__WHAT YOU SHOULD DO__: Could each record be restated word for word?

__DATA RECORDS__:
───

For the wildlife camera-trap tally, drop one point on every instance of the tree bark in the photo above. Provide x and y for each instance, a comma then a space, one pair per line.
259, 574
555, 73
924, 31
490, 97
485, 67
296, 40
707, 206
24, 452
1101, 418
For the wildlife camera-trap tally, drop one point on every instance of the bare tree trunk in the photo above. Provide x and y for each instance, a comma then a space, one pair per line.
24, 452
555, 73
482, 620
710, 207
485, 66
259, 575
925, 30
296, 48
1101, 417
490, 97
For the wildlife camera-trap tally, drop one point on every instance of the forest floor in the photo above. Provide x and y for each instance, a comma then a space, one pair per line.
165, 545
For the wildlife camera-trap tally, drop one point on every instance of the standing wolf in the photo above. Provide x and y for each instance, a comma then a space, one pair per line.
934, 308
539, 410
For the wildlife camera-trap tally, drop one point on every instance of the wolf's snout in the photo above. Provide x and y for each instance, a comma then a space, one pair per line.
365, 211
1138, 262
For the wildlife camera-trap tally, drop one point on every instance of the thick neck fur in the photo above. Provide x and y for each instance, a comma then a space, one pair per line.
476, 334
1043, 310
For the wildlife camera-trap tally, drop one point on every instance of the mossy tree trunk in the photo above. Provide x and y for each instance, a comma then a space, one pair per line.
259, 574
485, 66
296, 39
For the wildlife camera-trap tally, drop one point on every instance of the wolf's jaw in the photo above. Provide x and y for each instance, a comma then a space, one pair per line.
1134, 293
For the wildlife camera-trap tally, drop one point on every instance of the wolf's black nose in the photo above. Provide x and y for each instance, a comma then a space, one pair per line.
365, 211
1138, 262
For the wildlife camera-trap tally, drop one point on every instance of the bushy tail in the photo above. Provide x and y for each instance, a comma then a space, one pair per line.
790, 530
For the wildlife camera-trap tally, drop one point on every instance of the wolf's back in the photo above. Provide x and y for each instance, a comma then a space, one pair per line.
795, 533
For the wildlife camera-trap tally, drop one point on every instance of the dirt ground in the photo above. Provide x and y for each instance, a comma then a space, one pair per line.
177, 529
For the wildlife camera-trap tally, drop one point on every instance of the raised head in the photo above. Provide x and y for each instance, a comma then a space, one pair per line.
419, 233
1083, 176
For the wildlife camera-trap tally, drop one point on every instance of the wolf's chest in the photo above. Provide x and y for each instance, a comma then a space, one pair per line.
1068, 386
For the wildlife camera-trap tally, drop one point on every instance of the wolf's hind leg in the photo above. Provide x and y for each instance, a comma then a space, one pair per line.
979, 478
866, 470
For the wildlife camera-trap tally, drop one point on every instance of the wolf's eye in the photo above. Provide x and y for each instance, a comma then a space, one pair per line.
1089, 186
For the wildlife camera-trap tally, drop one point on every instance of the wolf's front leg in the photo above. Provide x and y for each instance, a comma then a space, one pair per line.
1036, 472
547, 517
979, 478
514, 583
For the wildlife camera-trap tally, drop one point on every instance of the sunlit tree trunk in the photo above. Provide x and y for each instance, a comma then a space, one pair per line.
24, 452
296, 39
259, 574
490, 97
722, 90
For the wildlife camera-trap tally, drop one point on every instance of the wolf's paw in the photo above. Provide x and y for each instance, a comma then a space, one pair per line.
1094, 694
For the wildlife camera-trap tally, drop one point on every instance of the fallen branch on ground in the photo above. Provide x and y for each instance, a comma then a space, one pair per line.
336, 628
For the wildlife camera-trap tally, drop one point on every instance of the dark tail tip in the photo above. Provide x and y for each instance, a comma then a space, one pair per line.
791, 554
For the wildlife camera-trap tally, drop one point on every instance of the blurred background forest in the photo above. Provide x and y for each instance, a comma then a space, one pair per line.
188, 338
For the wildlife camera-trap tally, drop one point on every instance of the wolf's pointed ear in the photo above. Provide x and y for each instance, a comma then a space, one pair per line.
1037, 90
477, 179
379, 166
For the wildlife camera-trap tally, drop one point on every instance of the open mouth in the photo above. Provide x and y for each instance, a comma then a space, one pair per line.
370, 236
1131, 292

───

__YOUR SOLUTION__:
For the wildlife camera-trap tally, drop one point on every instance of the tree bark in the photo above. Provide x and y for each instance, a comma then a space, one pair per line.
259, 574
555, 73
924, 31
490, 97
485, 67
296, 40
707, 206
24, 452
1101, 418
For the wildlife camera-trap tally, drop one point on every instance of the bare tree trunk in the photo above. Provide x and y for each instance, a comma then a space, one pair per line.
24, 452
555, 73
482, 620
710, 207
485, 66
259, 575
925, 30
296, 48
1101, 417
490, 97
For the wildlife camera-trap tally, drop one point on every instance of the forest floor in the photo above. Provide x and y for each instance, a comma then a space, one pair per line.
165, 545
For the wildlife camera-trap tally, drop one point on every instance of the standing wolf in the photo above. Provide x and y for each instance, a comma then a space, one pair per line.
934, 308
539, 410
For the wildlife camera-trap tally, drop one point on every instance of the wolf's snout in the photo above. Provide x and y for each instance, a comma then a space, one pair per line.
365, 211
1138, 262
For the wildlife camera-trap tally, drop one point on every instance of the thick neck fur in the photo above. Provide x and y for each instance, a comma then a space, one pair per line.
476, 334
1043, 310
For the wildlife camera-trap tally, drop one point on every instance of the mossy tree trunk in the photo above. Provide x and y for each instance, a comma then a space, one pair per line.
259, 574
485, 66
296, 39
For the wildlife camera-trap tally, drop one point on every instance of the wolf's jaw in the photo above. Provide x and y for each instance, a comma then a space, one pair per line.
1134, 293
For the wildlife camera-trap tally, drop one point on every instance of the wolf's black nose in the photo above. Provide x and y for each instance, a comma then a space, one pair per line.
365, 211
1138, 262
For the wildlife camera-trap tally, drop one point on every instance of the bushy tail in the photo above. Provide x and y for each instance, a comma then a space, one pair per line.
790, 530
For the wildlife camera-trap tally, drop one point on every instance of the wolf's back in the photo above. Provide x and y for each instance, a comma then a space, one pair per line.
795, 533
For the wildlife camera-trap tally, drop one point on every instance of the dirt ground in the photo above. Provide x and y for each instance, a comma then a space, one pair per line.
177, 529
For the wildlife camera-trap tally, drop one point on every instance of the raised head in the photo above. Provide x and y for each instance, a comma then a space, one pair per line.
419, 233
1083, 176
For the wildlife camera-trap tally, drop one point on every instance of the wolf's chest in the photo above. Provide x and y for each instance, a comma then a space, one pair per line.
1068, 386
For the wildlife camera-trap tally, drop one point on every instance of the wolf's hind leg in the photo above. Provide x and y for each instance, a comma then a space, one pair per line.
979, 478
866, 470
For the wildlife camera-trap tally, drop one point on every instance of the wolf's eye in the photo above. Provide x and y for each instance, a comma then a space, one pair per line.
1089, 186
For the wildlife camera-trap tally, drop one point on every instance of the wolf's front leg in the photo above. Provide x and y for each instance, a comma then a space, one pair per line.
1036, 472
547, 517
979, 478
514, 583
For the wildlife camera-trap tally, drop one point on every instance of the sunlit tree trunk in the photo above. Provide x and y for each instance, a comma then a space, one pair per line.
24, 452
296, 39
259, 574
490, 97
722, 90
For the wildlife camera-trap tally, drop one point on every instance of the wolf's paw in the photo above. Provide x and y for each instance, a comma then a space, one pair per line.
1094, 694
For the wildlife camera-trap tally, drop one point on every instance of the fallen branch on ground in the photo above. Provide x and y for each instance, a comma then a space, one pair per line.
336, 628
For the wildlife camera-trap tally, drop one point on every instance of the dark tail tip in the photo above. Provide x and y for each instance, a comma then a space, one pair per line.
791, 554
For the wildlife camera-trap tally, drop one point on every instance of the blurred background forest in the photo above. Provide x and y for each instance, a comma then a space, one pair per line.
188, 338
For the wildlife camera-trap tally, drop one point on every instance of the wolf's pointed ear in the photo above. Provide x and y for each instance, a comma then a space, one pair per line.
1037, 90
477, 179
379, 166
For the wildlife camera-trap tally, drop one point on every instance of the open mouth in the photo above. Provide x and y for each instance, a comma then a space, one pair per line.
370, 236
1131, 292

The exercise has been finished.